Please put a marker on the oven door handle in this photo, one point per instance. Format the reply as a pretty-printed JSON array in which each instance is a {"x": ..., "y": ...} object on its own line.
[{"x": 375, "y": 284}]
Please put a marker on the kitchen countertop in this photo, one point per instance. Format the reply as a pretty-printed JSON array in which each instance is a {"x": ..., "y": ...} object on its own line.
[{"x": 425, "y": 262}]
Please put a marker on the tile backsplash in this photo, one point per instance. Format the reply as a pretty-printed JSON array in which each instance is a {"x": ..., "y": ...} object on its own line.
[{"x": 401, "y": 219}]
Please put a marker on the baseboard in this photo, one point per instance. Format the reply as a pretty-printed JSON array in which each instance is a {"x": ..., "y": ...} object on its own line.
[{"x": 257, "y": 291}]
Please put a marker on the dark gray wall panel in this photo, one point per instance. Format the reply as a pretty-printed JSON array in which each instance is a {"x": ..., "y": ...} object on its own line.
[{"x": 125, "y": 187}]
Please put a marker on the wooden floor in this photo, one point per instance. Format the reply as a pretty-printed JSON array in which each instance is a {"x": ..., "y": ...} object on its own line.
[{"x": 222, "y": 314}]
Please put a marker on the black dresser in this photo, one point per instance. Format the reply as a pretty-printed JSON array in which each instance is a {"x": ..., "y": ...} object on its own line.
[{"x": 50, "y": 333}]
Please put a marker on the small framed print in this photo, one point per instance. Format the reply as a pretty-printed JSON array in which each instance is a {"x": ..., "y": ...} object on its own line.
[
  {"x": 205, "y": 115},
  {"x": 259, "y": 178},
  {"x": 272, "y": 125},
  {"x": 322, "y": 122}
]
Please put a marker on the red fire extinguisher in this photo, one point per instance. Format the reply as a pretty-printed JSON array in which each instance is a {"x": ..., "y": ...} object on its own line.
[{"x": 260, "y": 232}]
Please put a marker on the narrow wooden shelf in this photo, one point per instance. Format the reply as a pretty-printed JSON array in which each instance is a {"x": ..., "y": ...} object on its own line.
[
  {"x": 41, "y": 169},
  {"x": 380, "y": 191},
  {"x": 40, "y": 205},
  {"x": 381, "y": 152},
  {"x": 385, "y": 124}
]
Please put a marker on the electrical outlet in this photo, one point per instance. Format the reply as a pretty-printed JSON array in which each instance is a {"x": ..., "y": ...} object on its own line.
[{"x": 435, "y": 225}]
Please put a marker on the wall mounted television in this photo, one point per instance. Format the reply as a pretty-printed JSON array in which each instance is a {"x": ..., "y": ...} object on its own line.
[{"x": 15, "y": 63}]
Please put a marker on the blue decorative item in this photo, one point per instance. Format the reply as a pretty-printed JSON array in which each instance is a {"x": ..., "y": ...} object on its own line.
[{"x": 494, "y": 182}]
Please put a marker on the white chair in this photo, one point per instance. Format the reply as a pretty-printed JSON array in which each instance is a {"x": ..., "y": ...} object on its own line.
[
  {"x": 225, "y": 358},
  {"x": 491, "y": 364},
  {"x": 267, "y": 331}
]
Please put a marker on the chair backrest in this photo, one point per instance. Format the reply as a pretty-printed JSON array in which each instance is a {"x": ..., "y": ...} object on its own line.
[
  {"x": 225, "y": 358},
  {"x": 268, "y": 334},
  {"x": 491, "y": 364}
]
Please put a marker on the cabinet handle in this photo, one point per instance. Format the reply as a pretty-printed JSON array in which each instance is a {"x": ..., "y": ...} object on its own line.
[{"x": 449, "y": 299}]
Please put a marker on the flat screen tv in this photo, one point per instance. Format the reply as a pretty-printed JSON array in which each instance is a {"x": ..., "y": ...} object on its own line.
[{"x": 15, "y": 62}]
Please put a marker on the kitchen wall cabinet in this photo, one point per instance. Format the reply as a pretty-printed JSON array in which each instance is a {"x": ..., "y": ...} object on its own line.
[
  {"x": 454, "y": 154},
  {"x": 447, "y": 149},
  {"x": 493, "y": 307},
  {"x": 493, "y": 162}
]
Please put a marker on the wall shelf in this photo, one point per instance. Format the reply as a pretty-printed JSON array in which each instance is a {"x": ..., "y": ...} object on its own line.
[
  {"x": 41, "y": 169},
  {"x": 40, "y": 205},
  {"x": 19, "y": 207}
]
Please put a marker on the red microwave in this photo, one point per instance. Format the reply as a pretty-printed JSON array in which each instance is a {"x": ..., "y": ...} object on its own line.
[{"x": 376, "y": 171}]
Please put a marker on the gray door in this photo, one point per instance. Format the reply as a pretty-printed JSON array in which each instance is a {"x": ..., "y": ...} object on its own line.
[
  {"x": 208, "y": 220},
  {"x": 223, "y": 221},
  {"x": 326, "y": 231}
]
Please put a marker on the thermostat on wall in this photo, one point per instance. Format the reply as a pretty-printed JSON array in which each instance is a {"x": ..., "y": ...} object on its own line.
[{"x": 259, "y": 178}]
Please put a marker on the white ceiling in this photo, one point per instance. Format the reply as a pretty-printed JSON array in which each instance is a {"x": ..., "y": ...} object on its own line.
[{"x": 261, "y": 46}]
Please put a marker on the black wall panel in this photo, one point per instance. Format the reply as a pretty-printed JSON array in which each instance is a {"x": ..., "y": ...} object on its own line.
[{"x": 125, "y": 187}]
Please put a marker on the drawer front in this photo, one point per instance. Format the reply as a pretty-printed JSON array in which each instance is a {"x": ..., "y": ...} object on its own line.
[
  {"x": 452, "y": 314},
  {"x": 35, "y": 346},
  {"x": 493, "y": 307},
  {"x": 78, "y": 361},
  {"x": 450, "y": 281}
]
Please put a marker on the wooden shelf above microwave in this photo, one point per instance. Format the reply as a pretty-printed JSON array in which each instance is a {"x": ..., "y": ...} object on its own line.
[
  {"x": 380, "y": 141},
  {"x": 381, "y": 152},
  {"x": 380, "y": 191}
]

==========

*Goal of the exercise*
Above are some records; extract every one of them exactly.

*Solved problem*
Please put a marker on the oven door handle in this photo, one point per instance. Format the reply as a pretty-printed JSON array in which each instance is a {"x": ..., "y": ...} object on its own line.
[{"x": 375, "y": 284}]
Please put a marker on the kitchen countertop in this photo, one point per instance. Format the reply as a pretty-printed JSON array in which each instance is a {"x": ..., "y": ...} object on its own line.
[{"x": 425, "y": 262}]
Please put a marker on the tile backsplash in this photo, one point per instance. Format the reply as a pretty-printed JSON array in which each instance is a {"x": ..., "y": ...} object on its own line.
[{"x": 401, "y": 219}]
Please put a marker on the baseboard in this photo, one point per instance. Format the reply as a pretty-printed JSON array in which each instance is a {"x": ..., "y": ...} object on its own line.
[{"x": 257, "y": 291}]
Please put a marker on the dark gray wall panel in this photo, one point per instance. Format the reply as a pretty-printed JSON array in which each instance is a {"x": ..., "y": ...} object on its own line.
[{"x": 125, "y": 187}]
Please put a marker on the wooden floor in this photo, one point per instance. Format the reply as a pretty-printed JSON array in which each instance is a {"x": ..., "y": ...} object on its own line.
[{"x": 222, "y": 314}]
Please put a marker on the black dresser in this photo, one point per instance. Format the reply as a pretty-printed JSON array in which each instance is a {"x": ..., "y": ...} object on its own line.
[{"x": 50, "y": 333}]
Please put a marker on the small framed print in this photo, one point per instance. Format the reply as a pretty-printed JSON array in which each instance is a {"x": ..., "y": ...} object on its own line.
[
  {"x": 205, "y": 115},
  {"x": 259, "y": 178},
  {"x": 272, "y": 125},
  {"x": 322, "y": 122}
]
Please put a marker on the red fire extinguisher in this photo, one point per instance. Format the reply as a pretty-printed JSON array in which each instance is a {"x": ..., "y": ...} object on its own line.
[{"x": 260, "y": 232}]
Please put a marker on the narrow wooden shelf in this photo, one point per instance. Format the reply as a pretty-printed JSON array in which each instance is a {"x": ..., "y": ...} object on its own line.
[
  {"x": 41, "y": 169},
  {"x": 380, "y": 191},
  {"x": 40, "y": 205},
  {"x": 381, "y": 152},
  {"x": 385, "y": 124}
]
Please put a marker on the electrical outlet in this photo, one point per instance. Format the reply as a pretty-printed JSON array in which each instance is a {"x": ..., "y": ...} object on its own line.
[{"x": 435, "y": 225}]
Please put a marker on the wall mounted television in this photo, one point per instance. Format the reply as a pretty-printed JSON array in which each instance is a {"x": ..., "y": ...} object on its own line.
[{"x": 15, "y": 63}]
Please put a marker on the blue decorative item in this photo, one point per instance. Format the reply as a pretty-printed JSON array in which each instance is a {"x": ..., "y": ...} object on its own line.
[{"x": 494, "y": 182}]
Please put a marker on the white chair in this photo, one point per instance. Format the reply as a pretty-printed JSON array in which each instance is a {"x": ..., "y": ...} object on its own line.
[
  {"x": 225, "y": 358},
  {"x": 491, "y": 364},
  {"x": 267, "y": 331}
]
Please put a marker on the chair backrest in this photo, one point per instance. Format the reply as a pretty-printed JSON array in which each instance is a {"x": ..., "y": ...} object on its own line.
[
  {"x": 225, "y": 358},
  {"x": 268, "y": 334},
  {"x": 491, "y": 364}
]
Please put a marker on the cabinet handle in this photo, one point per instance. Format the reply as a pretty-printed JSON array in which each instance is a {"x": ..., "y": ...} object on its own line.
[{"x": 449, "y": 299}]
Please put a marker on the flat screen tv in this photo, one point per instance. Format the reply as a pretty-printed JSON array in which each instance is a {"x": ..., "y": ...} object on its own line.
[{"x": 15, "y": 62}]
Please put a marker on the kitchen wall cabinet in this photo, one point per instance. Format the reply as a pretty-printed JSON array in which each instance is a {"x": ..., "y": ...} object on its own line.
[
  {"x": 454, "y": 154},
  {"x": 447, "y": 149},
  {"x": 493, "y": 307},
  {"x": 493, "y": 162}
]
Please put a marker on the wall shelf in this photo, one point per instance. Format the reply as a pretty-printed JSON array in which each instance is a {"x": ..., "y": ...} object on its own line.
[
  {"x": 41, "y": 169},
  {"x": 40, "y": 205},
  {"x": 19, "y": 207}
]
Please put a marker on the red microwave in this photo, one point per instance. Format the reply as a pretty-printed JSON array in which each instance is a {"x": ..., "y": ...} object on its own line.
[{"x": 376, "y": 171}]
Please put a marker on the gray door in this photo, one point per instance. Format the reply as a pretty-printed JSON array in which each instance is a {"x": ..., "y": ...} object on its own line.
[
  {"x": 208, "y": 220},
  {"x": 223, "y": 221},
  {"x": 326, "y": 231}
]
Please put a marker on the thermostat on wall in this photo, one point per instance. Format the reply as a pretty-printed JSON array in which each instance is a {"x": ..., "y": ...} object on its own line.
[{"x": 259, "y": 178}]
Please put a marker on the white ceiling in this photo, one point per instance. Format the reply as a pretty-printed JSON array in which each instance is a {"x": ..., "y": ...} object on its own line.
[{"x": 261, "y": 46}]
Please put a marker on the black wall panel in this photo, one point per instance. Format the reply as a pretty-printed JSON array in which each instance is a {"x": ..., "y": ...} object on its own line.
[{"x": 125, "y": 187}]
Please put a marker on the drawer front in this photo, one point per instance. Format the reply as a pretty-printed JSON array in which each instance is a {"x": ..., "y": ...} object on its own line.
[
  {"x": 452, "y": 314},
  {"x": 35, "y": 346},
  {"x": 493, "y": 307},
  {"x": 78, "y": 361},
  {"x": 450, "y": 281}
]
Please put a marker on the wooden shelf above microwave in this photo, one point per instance. Format the reply as a pretty-printed JSON array in which each instance is a {"x": ..., "y": ...} object on its own line.
[
  {"x": 380, "y": 141},
  {"x": 381, "y": 152},
  {"x": 380, "y": 191}
]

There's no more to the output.